_TO-DO LIST_.
(A) Extract the passage of the patent text on throwing balls starting at "The problem on" and ending at "reality as possible.".
(B) List the parameters that the patent text on throwing balls gives for defining a throw.
(C) Continue the patent text on throwing balls from its last sentence.
──────── PAGE EXTRACT
Method and a device for throwing balls

Abstract

The invention relates to a method and a device for throwing balls with specific throwing parameters with the aid of a pendulum. The device consists of a pendulum having a free end which is suspended so as to be movable about an axis, characterized in that a holding device for the ball is located at the free end of the pendulum shaft and can release the ball in response to an electrical signal.

Description

FIELD OF THE INVENTION

The present invention relates to a method and a device for throwing balls using specific throwing parameters, with the aid of a pendulum.

BACKGROUND OF THE INVENTION

The method and device for throwing balls, in particular bowling balls, can be used for testing balls, for example, in relation to their properties during flight, impact and rolling. In relation to the throwing of bowling balls, lane materials or pins can be tested, in addition, to the balls.

In John G. Falcioni, "Striking at the Core of Bowling Balls", Mechanical Engineering, August 1993, pp. 44-48, an automatic ball thrower is mentioned at the bottom of the lefthand column on page 47, which sets bowling balls in a sliding motion at a lateral velocity of at least 6.4 m/sec. The acceleration of the balls is obtained by a large pressure cylinder.

The problem on which the present invention is based is that of simulating the throw of a ball, in particular, a bowling ball, by a person in a manner which is as true to reality as possible.

SUMMARY OF THE INVENTION

The invention relates to a method and a device for throwing balls with specific throwing parameters with the aid of a pendulum. The device consists of a pendulum having a free end which is suspended so as to be movable about an axis, characterized in that a holding device for the ball is located at the free end of the pendulum shaft and can release the ball in response to an electrical signal.

BRIEF DESCRIPTION OF THE DRAWINGS

FIG. 1 shows the parameters of a throw.

FIG. 2 is a diagram of a pendulum with a ball attached thereto.

FIG. 3 shows a view of a device of the present invention for throwing bowling balls in the plane of oscillation of the pendulum.

FIG. 4 shows a side view of the device of the present invention for throwing bowling balls vertical to the plane of oscillation of the pendulum.

DETAILED DESCRIPTION OF THE INVENTION

The throw of a ball by a person can be defined by a small number of parameters. In the following, "balls" are understood to mean all types of spherical bodies.

In order to describe the movement of the balls, a Cartesian system of coordinates with axes defined as x, y and z is used. The axes x and y span the plane of constant gravitational potential. Parameters for defining a throw (FIG. 1) are the direction of throw v, the height of release h and the speed of the throw |v| of the ball. The velocity component v_x of the ball in a preferred direction x such as, for example, in the direction of a bowling lane is defined as the lateral velocity. The direction of throw can be defined by the angle of throw α, in relation to the x direction in the x-y plane and by the angle of throw β, in a plane vertical to the x-y plane.

As shown in FIG. 1, the parameters of a throw are illustrated. The ball B moves from its height of release h over the plane spanned by the x axis and the y axis (the x-y plane) in direction v at a speed of |v|. Direction v is at an angle β to the x-y plane and an angle α to the x direction in the x-y plane. The term v_x is the component of v in the x direction and defines the lateral velocity.
────────────────
──────── RECORDED INFORMATION
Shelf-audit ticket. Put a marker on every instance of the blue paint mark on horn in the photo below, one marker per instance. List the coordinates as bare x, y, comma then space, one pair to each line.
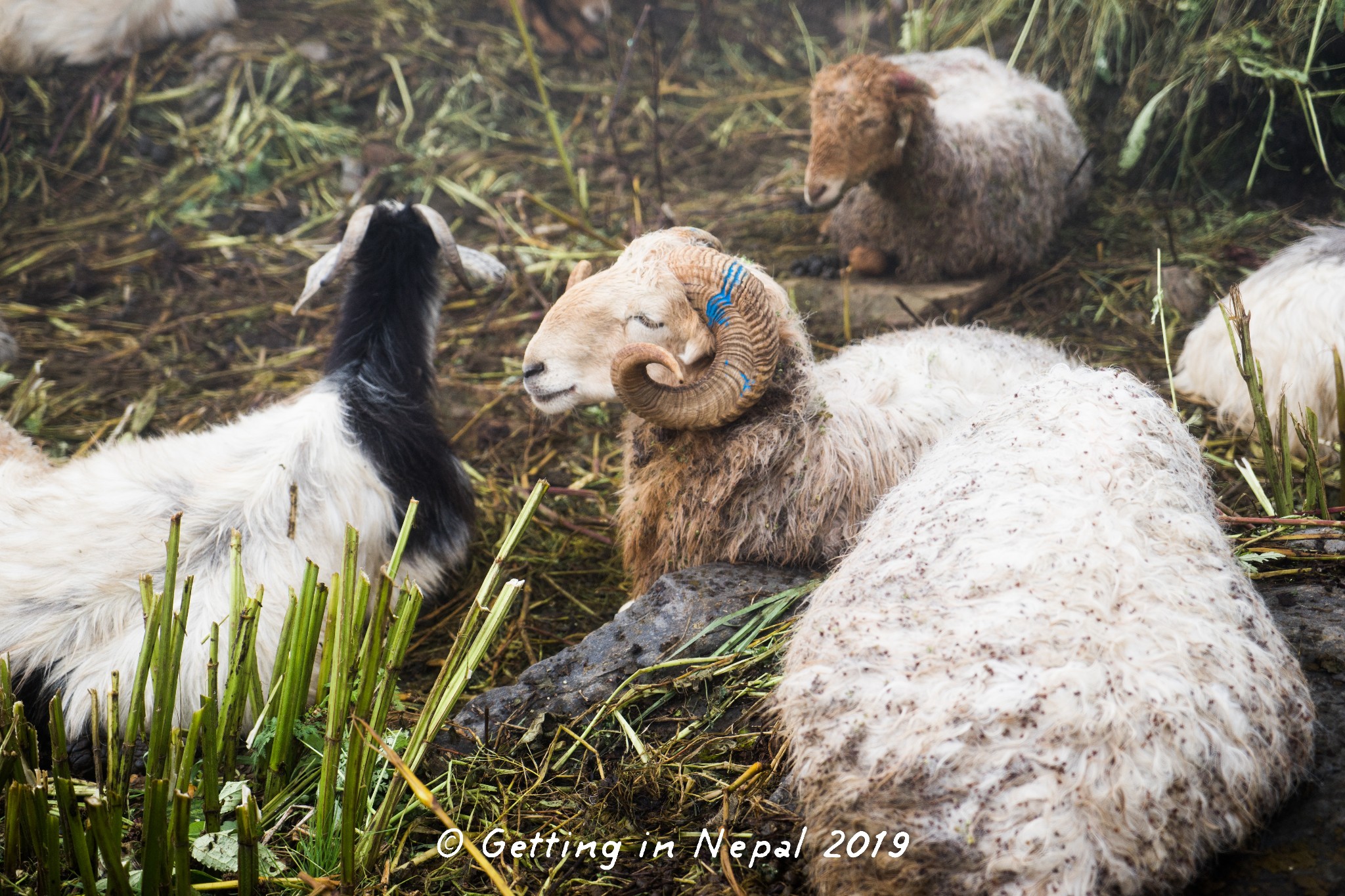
717, 309
747, 381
────────────────
_ANSWERS TO THE EXERCISE_.
(A)
The problem on which the present invention is based is that of simulating the throw of a ball, in particular, a bowling ball, by a person in a manner which is as true to reality as possible.

(B)
- direction of throw v
- height of release h
- speed of the throw |v|

(C)
In the process according to the present invention, the realistic simulation of the human throw is obtained by means of a pendulum, in which a ball is attached to the free end of the pendulum. The pendulum is raised to the "starting position" γ_S, which is at a predetermined degree of deflection from the point of equilibrium. From this position, the pendulum swings freely back to the position of equilibrium and beyond the latter to the point of reversal -γ_S, unless additional forces come into effect. During this swing of the pendulum, the ball is released from its attachment as the pendulum swings through a specific predetermined angular position, i.e. the "release position" γ_A (FIG. 2).

Prior to its passage through the equilibrium position, the swing phase of the pendulum is referred to as the acceleration phase and the swing phase after its passage through the equilibrium position is referred to as the retardation phase. Preferably, and in particular, when bowling balls are thrown, the ball is released from its attachment at a degree of deflection of -10°≦γ_A ≦+10°, and preferably γ_A =0°.

As the ball is released, the lateral velocity v_x of the ball is calculated, in the case of α=0°, from the starting position of the pendulum, i.e. the release position, the mass distribution over the pendulum shaft and the length of the pendulum. The length of the pendulum is understood to be the distance between the rotating axis of the pendulum shaft and the central point of the attached ball.

When the ball-holding device is released as the pendulum swings through the position of equilibrium, a maximum ball velocity of v_max is obtained at the selected starting position. Preferably, the angle of deflection chosen for the starting position is γ_S =90°. Ideally, the largest proportion of the mass over the pendulum shaft is concentrated at the free end. Thus, the following equation applies to an ideal pendulum: ##EQU1## wherein L denotes the length of the pendulum and g denotes the acceleration due to gravity.

The angle of throw β in the plane vertical to the x-y plane is identical to the release position γ_A. When β=0°, the ball is released as it passes through the position of equilibrium. When β≢0°, the release position is not the position of equilibrium.

The angle of throw α can be adjusted by distorting the plane of oscillation of the pendulum over the x-y plane. The height of the release of the ball can be adjusted by changing the length of the pendulum.

The lateral velocity obtainable for a given pendulum length during free oscillation can be increased by springs which connect the pendulum to a body which is non-movable in relation to the pendulum. Such a spring is stressed when the pendulum is deflected into the starting position, so that it stores mechanical energy. During the acceleration phase of the pendulum, the spring transfers this mechanical energy completely or partially to the shaft of the pendulum and thereby, increases its speed.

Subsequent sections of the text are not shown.